[[ Extracted material open ]]

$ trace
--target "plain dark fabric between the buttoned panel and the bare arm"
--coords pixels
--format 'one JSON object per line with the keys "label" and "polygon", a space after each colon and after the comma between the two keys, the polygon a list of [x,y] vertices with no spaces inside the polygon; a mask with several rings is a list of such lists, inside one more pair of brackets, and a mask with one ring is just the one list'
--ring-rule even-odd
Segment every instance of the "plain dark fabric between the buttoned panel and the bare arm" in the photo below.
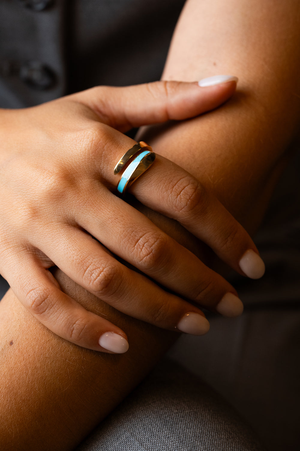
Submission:
{"label": "plain dark fabric between the buttoned panel and the bare arm", "polygon": [[159,80],[184,2],[72,0],[71,90]]}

[[ Extracted material closed ]]

## Exercise goal
Pull every line with "ring" from the records.

## Finished task
--format 'one JSON object per line with the keys "label" and "polygon", a space after each colon and after the comma between the two keys, the polygon a list of [x,y] vertices with no spaces inside the polygon; a mask with several rings is a list of such lists, inside one more pair of brackets, and a mask with one ring is just the one list'
--ring-rule even-odd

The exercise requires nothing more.